◆ EXERCISE BRIEF ◆
According to the tutorials page, how do tutorials complement the technical sessions? Answer in one to three sentences.

◆ SUPPLIED PASSAGE ◆

Tutorials

The role of the tutorials is to provide a platform for a more intensive scientific exchange amongst researchers interested in a particular topic and as a meeting point for the community. Tutorials complement the depth-oriented technical sessions by providing participants with broad overviews of emerging fields. A tutorial can be scheduled for 1.5 or 3 hours.

TUTORIALS LIST

Tutorial on First Person (Egocentric) Vision: From Augmented Perception to Interaction and Anticipation (VISIGRAPP)
Instructor : Antonino Furnari

Tutorial on Stereoscopic 3D Media Retargeting and Recomposition (VISIGRAPP)

◆ DATA PROVIDED ◆
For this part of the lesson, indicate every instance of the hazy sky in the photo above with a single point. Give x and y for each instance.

◆ RESPONSE TO THE TASK ◆
The technical sessions focus on depth, while tutorials give participants broad overviews of emerging fields.